##### Text segment #####
A growing body of data indicates that the propagation of pathogenic protein aggregates across neural systems could be mediated by misfolded protein seeds that are released and taken up by anatomically connected neurons causing disruption of their function. Therefore, blocking this process may help arrest the progression of PD and AD.
This requires a pre-clinical stage of development that has yet to be met. First, it requires in-depth understanding of the biophysical nature of disease-relevant misfolded assemblies to enable the development of tractable molecular and cell-based readouts of their seeding, trafficking and clearance that closely resemble key pathogenic steps in the human condition. On the other end, there is a need to study early oligomerisation events and develop assays of oligomer trafficking inside cells.
The combination of such approaches could form the basis of facile, powerful platforms to map in an unbiased fashion key steps in the propagation cycle or toxicity. An important next step in the trajectory to the development of targeted therapeutics is the availability of tools that allow rapid validation of targets in cellular systems that more closely mimic the interconnected networks of the brain.
#####
- **Tasks to perform**
[1] Answer these questions about the passage on protein aggregate propagation.
(a) What might blocking the process help arrest?
(b) What kind of early events does the passage say need to be studied?
(c) What should the cellular systems used for rapid target validation more closely mimic?
[2] Repeat part of the passage on protein aggregate propagation word for word, starting at the words "A growing body" and stopping after the words "trafficking inside cells.".
##### Supplied records #####
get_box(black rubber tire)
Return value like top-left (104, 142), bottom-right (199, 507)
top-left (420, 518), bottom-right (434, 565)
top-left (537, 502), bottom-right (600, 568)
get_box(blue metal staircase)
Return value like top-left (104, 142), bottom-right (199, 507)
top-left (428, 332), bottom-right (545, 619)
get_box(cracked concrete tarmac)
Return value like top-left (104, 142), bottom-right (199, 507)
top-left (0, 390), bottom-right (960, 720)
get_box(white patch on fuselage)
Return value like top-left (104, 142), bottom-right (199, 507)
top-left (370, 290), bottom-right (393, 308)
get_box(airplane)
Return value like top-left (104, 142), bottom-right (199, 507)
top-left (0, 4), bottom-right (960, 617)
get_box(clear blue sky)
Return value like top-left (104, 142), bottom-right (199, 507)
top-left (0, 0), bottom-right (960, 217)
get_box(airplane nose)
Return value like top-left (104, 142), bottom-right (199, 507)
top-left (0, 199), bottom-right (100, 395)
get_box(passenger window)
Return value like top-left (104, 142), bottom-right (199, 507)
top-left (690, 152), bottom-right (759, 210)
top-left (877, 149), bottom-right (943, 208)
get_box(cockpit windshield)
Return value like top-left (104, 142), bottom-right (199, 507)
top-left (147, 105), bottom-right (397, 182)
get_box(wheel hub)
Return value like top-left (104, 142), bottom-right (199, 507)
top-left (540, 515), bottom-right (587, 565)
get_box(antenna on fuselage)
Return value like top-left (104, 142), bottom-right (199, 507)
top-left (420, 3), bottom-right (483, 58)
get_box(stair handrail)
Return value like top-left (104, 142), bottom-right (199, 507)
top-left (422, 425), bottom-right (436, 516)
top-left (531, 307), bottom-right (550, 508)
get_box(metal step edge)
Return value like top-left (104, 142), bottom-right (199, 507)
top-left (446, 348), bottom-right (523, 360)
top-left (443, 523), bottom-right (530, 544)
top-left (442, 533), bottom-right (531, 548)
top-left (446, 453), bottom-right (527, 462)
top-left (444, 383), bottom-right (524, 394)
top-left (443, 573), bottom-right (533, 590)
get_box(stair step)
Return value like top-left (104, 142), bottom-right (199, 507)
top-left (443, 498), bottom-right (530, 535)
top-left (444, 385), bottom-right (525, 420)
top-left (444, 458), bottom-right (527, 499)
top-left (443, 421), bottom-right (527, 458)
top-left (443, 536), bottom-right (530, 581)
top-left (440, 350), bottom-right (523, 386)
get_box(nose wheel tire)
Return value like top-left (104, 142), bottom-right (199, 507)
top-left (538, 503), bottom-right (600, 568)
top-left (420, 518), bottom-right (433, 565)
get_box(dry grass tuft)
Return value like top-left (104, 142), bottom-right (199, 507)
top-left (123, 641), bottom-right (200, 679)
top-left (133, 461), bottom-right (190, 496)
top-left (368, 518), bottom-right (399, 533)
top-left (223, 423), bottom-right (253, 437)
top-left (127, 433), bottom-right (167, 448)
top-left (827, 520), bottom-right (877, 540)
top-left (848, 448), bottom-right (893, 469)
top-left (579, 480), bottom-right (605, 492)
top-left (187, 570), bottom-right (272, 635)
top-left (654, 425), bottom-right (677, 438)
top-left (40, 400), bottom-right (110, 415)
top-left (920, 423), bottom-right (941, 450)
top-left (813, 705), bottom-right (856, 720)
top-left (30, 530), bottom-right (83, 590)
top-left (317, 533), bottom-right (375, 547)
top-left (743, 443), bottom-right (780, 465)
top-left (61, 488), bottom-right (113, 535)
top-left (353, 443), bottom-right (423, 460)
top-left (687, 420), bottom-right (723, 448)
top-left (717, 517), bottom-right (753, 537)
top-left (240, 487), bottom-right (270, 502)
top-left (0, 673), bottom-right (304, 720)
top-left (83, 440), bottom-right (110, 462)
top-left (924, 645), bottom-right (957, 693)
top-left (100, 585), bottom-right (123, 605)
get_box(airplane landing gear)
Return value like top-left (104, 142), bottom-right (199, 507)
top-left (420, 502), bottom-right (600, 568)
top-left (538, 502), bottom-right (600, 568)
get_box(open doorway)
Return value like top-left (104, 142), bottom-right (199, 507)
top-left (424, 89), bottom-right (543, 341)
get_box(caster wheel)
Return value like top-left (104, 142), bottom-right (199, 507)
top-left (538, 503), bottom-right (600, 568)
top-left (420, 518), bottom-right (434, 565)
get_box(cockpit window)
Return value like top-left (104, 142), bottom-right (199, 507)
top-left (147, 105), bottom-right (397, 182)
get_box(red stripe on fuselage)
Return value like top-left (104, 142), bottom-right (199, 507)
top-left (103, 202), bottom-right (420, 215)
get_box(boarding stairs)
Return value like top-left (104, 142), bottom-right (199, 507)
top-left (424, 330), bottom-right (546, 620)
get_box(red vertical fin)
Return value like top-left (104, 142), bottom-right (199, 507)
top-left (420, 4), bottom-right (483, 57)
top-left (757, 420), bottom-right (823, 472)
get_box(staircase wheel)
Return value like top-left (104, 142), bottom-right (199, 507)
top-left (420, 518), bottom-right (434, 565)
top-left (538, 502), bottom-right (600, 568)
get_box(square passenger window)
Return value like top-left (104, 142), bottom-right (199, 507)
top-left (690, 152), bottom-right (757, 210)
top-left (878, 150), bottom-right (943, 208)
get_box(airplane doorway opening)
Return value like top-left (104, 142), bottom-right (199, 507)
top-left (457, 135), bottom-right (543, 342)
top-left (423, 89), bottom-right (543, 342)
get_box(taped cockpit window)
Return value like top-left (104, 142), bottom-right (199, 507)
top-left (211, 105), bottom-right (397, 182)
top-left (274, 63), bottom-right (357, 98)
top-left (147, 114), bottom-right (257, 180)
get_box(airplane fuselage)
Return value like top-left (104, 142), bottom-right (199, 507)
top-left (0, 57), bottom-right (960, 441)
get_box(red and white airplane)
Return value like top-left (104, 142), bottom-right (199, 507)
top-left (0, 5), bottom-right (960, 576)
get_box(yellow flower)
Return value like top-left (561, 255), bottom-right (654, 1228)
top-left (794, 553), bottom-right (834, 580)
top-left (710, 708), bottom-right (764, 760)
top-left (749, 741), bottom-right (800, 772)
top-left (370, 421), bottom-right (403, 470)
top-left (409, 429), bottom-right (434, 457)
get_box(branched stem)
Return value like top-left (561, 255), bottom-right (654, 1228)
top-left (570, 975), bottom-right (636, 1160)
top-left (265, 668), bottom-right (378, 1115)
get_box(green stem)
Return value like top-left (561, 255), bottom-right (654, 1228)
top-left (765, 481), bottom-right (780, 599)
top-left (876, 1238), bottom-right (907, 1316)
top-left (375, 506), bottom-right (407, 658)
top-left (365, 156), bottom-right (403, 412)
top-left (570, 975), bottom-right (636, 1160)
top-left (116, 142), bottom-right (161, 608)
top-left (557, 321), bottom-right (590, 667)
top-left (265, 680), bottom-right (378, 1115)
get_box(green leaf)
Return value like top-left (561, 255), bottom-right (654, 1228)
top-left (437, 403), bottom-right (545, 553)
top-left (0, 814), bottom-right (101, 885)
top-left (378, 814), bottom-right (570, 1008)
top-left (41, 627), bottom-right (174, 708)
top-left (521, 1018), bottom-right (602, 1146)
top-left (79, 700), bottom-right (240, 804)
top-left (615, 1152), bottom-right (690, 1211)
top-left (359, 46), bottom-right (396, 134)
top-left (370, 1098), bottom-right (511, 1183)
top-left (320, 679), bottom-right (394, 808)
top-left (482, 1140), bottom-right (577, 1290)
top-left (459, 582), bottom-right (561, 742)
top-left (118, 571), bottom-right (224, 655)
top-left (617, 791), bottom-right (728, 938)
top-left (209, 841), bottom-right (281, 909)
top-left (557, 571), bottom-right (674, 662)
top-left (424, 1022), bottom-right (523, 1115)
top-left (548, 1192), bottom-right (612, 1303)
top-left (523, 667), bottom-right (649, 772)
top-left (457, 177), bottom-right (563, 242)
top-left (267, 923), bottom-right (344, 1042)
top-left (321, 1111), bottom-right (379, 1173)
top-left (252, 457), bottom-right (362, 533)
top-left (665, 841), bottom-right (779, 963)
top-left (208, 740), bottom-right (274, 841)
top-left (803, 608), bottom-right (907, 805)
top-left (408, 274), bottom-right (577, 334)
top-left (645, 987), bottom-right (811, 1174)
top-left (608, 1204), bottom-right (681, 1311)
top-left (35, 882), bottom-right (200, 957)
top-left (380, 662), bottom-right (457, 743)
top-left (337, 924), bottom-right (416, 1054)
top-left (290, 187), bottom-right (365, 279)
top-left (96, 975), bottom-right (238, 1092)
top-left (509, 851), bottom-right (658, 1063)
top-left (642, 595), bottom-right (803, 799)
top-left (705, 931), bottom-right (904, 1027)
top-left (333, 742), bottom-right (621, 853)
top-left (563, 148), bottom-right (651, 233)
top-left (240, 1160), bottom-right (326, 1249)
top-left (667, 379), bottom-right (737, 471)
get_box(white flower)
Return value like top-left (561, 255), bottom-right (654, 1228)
#####
- **Answers to the problems**
[1]
(a) The progression of PD and AD.
(b) Early oligomerisation events.
(c) The interconnected networks of the brain.

[2]
A growing body of data indicates that the propagation of pathogenic protein aggregates across neural systems could be mediated by misfolded protein seeds that are released and taken up by anatomically connected neurons causing disruption of their function. Therefore, blocking this process may help arrest the progression of PD and AD.
This requires a pre-clinical stage of development that has yet to be met. First, it requires in-depth understanding of the biophysical nature of disease-relevant misfolded assemblies to enable the development of tractable molecular and cell-based readouts of their seeding, trafficking and clearance that closely resemble key pathogenic steps in the human condition. On the other end, there is a need to study early oligomerisation events and develop assays of oligomer trafficking inside cells.